━━ Records shown
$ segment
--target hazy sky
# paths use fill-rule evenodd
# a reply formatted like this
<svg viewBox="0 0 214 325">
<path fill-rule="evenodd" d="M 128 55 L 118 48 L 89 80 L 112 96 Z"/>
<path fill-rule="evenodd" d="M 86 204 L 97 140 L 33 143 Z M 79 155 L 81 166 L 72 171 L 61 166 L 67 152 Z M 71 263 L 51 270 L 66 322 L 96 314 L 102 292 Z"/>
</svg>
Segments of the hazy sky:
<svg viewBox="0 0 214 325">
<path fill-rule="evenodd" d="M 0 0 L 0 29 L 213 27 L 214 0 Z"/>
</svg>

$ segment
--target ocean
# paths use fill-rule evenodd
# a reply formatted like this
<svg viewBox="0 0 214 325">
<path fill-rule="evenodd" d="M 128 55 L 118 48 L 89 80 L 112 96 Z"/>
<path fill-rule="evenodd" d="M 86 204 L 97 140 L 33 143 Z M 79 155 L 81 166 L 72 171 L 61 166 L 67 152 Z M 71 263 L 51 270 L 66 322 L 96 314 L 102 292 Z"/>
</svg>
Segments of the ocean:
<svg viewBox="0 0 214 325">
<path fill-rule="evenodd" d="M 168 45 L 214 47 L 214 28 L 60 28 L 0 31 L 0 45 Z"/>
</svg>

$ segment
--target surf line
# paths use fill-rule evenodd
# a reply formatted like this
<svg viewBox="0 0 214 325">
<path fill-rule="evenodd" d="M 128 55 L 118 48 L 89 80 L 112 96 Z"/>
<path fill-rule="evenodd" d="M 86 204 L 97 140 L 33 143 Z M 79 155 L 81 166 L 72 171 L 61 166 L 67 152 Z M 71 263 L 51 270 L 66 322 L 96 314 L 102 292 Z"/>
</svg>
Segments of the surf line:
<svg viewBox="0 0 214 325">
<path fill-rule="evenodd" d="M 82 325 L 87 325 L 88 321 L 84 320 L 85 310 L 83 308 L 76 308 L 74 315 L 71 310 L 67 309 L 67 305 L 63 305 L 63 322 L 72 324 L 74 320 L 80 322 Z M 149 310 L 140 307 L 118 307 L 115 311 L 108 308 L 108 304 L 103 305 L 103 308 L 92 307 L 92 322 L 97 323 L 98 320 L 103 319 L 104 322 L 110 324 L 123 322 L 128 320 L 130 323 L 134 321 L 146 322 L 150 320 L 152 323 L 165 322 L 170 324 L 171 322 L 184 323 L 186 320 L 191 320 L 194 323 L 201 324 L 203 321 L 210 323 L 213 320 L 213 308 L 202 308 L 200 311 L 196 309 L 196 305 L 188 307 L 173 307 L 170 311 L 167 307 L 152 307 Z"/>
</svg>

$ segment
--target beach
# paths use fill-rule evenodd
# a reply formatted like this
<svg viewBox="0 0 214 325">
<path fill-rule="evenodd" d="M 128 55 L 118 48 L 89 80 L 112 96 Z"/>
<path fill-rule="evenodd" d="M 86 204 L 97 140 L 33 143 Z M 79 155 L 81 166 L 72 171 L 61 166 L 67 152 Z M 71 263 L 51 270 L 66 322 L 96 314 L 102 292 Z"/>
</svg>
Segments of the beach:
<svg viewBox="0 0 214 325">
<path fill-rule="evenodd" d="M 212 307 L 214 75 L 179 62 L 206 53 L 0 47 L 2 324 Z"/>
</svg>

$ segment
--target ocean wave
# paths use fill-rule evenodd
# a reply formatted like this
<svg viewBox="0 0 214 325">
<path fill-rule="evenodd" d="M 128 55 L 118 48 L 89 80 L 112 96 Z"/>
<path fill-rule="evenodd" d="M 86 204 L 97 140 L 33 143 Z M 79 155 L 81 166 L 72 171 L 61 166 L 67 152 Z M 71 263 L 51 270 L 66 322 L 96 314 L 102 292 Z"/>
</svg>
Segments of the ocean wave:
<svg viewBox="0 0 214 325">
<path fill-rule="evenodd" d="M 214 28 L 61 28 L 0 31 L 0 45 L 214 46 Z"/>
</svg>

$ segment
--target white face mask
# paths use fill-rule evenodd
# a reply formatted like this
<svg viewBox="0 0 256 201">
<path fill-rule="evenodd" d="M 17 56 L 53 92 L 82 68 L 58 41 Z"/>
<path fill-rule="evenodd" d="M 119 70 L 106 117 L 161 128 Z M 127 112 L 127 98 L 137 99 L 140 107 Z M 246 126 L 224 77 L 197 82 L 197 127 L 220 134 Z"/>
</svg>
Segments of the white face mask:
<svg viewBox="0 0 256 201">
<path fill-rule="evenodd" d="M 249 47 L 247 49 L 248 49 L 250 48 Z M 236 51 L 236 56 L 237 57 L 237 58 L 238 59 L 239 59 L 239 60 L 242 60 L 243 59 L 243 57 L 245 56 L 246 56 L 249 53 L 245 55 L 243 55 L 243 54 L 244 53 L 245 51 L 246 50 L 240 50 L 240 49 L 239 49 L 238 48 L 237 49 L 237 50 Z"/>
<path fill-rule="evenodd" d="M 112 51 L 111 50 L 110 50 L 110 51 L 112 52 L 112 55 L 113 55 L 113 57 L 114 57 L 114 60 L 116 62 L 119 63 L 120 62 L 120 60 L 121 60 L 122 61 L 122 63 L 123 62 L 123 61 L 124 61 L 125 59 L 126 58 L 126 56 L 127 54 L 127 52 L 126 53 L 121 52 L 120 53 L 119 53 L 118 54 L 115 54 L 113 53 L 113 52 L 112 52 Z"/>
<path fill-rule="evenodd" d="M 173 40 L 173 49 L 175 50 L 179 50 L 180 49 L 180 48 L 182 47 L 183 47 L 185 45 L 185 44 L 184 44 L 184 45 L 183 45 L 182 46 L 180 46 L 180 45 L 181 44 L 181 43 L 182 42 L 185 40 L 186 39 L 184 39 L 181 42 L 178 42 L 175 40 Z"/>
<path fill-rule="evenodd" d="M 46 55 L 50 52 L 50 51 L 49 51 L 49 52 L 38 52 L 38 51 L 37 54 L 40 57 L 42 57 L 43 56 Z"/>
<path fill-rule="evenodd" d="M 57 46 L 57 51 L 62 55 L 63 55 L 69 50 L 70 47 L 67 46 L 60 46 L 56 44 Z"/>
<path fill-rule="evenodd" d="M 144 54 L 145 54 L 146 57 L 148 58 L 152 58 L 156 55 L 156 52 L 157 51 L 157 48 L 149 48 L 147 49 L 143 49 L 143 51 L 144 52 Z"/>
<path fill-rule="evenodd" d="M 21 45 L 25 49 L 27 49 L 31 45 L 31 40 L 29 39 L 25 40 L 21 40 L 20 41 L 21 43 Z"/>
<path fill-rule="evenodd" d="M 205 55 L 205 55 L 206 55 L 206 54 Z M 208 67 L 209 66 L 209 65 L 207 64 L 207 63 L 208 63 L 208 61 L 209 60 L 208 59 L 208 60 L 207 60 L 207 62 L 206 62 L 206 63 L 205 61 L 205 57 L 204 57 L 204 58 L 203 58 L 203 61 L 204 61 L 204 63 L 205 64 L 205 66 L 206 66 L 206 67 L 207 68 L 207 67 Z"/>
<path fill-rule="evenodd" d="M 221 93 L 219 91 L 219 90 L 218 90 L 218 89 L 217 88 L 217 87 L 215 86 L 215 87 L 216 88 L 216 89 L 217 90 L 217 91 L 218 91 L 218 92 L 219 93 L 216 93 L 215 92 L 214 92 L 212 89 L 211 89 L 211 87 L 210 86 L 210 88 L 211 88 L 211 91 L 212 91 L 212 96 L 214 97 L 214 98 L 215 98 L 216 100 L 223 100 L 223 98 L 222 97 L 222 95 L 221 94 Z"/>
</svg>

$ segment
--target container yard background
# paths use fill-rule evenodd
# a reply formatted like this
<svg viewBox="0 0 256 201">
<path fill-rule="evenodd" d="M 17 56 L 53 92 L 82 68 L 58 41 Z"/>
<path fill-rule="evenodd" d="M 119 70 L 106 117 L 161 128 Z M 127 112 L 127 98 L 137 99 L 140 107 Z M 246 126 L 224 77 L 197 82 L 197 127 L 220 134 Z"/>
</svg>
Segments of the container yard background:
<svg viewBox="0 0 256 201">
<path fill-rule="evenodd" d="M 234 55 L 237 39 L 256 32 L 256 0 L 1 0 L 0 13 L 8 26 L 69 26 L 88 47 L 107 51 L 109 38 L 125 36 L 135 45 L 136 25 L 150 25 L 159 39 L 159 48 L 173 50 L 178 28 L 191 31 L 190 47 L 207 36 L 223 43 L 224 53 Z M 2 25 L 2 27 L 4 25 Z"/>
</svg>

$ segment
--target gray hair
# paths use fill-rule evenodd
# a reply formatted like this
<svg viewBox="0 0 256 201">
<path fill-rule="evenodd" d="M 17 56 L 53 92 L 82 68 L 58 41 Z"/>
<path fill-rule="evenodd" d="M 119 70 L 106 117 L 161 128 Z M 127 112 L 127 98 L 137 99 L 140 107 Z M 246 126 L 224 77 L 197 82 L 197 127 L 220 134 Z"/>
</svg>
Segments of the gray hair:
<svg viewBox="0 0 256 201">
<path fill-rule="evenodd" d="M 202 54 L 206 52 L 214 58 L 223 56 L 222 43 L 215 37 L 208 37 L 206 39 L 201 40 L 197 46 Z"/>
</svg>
━━━━
**Problem statement:** Turn the lines from the start of the items through the line with "Segments of the hazy" into a Markdown table with the columns Row and Line, skipping any blank lines.

**Written reply:**
| Row | Line |
|---|---|
| 1 | $ segment |
| 2 | --target hazy sky |
| 3 | # paths use fill-rule evenodd |
| 4 | # a reply formatted like this |
| 5 | <svg viewBox="0 0 214 325"> |
| 6 | <path fill-rule="evenodd" d="M 128 55 L 118 48 L 89 80 L 112 96 Z"/> |
| 7 | <path fill-rule="evenodd" d="M 86 204 L 97 140 L 33 143 Z M 79 155 L 81 166 L 72 171 L 61 166 L 67 152 Z M 71 263 L 51 270 L 66 322 L 96 314 L 102 292 Z"/> |
| 8 | </svg> |
| 9 | Segments of the hazy sky: |